• **ACTIVITY**:
Please return every line of the material verbatim and skip any images.

• **RECORDS**:
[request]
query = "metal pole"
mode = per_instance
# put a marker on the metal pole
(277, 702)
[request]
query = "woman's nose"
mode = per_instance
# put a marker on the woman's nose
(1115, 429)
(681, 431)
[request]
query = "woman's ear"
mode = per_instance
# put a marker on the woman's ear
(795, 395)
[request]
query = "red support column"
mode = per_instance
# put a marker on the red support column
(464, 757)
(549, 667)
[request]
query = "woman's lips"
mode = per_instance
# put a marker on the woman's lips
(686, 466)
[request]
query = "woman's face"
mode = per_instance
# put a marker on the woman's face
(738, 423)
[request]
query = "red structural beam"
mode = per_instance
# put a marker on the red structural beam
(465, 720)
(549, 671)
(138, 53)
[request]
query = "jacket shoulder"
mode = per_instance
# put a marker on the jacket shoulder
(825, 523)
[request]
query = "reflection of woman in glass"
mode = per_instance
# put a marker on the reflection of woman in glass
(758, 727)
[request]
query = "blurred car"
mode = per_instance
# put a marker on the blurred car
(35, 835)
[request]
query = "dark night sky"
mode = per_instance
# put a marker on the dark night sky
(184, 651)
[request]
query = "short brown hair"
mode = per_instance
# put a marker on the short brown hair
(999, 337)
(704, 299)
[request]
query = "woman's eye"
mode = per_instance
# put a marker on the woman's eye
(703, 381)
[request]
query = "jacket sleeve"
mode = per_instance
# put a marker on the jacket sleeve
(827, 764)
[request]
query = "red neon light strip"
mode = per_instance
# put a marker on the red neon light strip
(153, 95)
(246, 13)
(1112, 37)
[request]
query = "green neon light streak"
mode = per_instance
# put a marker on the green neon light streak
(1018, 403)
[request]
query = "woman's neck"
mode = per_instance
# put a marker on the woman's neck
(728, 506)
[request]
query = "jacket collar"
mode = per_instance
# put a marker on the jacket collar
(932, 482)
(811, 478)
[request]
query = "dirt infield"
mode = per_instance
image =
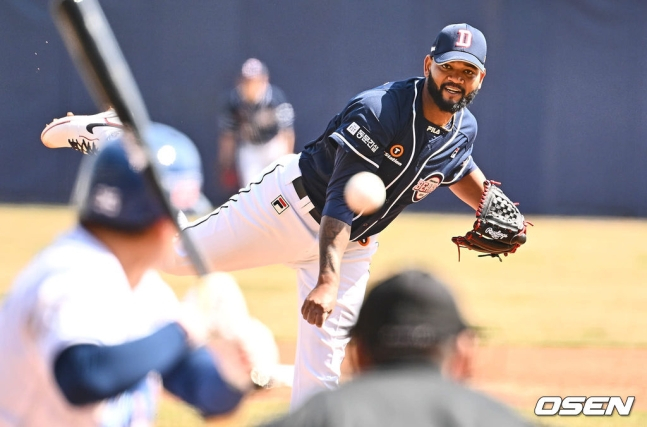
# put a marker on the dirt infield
(520, 375)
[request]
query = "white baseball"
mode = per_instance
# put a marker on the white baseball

• **ANSWER SECTION**:
[request]
query = "metal pole"
mode = per_instance
# put a marker on the metal pole
(277, 702)
[request]
query = "woman's nose"
mode = per_instance
# put a marker on the woman's nose
(1115, 429)
(681, 431)
[request]
query = "woman's ear"
mode = per_instance
# put a marker on the woman's ear
(795, 395)
[request]
query = "red support column"
mode = per_instance
# put a marker on the red support column
(464, 757)
(549, 667)
[request]
query = "woman's lips"
mode = per_instance
# put a marker on the woman's lips
(686, 466)
[request]
query = "woman's face"
mode = per_instance
# put a marker on the woman's face
(738, 423)
[request]
query = "red structural beam"
mode = per_instance
# put a marker on the red structural beam
(465, 720)
(549, 671)
(138, 53)
[request]
query = "jacket shoulder"
mode = per_instance
# put a marker on the jacket shoulder
(825, 523)
[request]
query = "reflection of woman in glass"
mode = per_instance
# put a marker on the reflection of woman in glass
(758, 727)
[request]
query = "blurred car"
mode = per_instance
# put a marker on the blurred car
(35, 835)
[request]
query = "dark night sky"
mode = per_instance
# put a marker on the dark night sky
(184, 651)
[request]
query = "short brown hair"
mode = per_instance
# put a marker on the short brown hair
(999, 337)
(704, 299)
[request]
query = "woman's eye"
mode = per_instance
# put a marker on the woman's eye
(703, 381)
[request]
query = "jacket sleeve"
mode = per_instance
# put a marker on the jacket sleeve
(827, 764)
[request]
query = "red neon light strip"
mode = per_instance
# put a marker on the red neon light strip
(153, 95)
(246, 13)
(1112, 37)
[request]
query = "green neon light streak"
mode = per_instance
# put a marker on the green neon light streak
(1018, 403)
[request]
query = "woman's neck"
mode = per_instance
# put a marker on the woman's neck
(728, 506)
[request]
query = "jacket collar"
mode = per_instance
# put a marker on the jacket collar
(932, 482)
(811, 478)
[request]
query = "dirt infield"
mode = per_instance
image =
# put a marker on the dirt infield
(520, 375)
[request]
query = "white baseball"
mode = per_instance
# put a marker on the white baseball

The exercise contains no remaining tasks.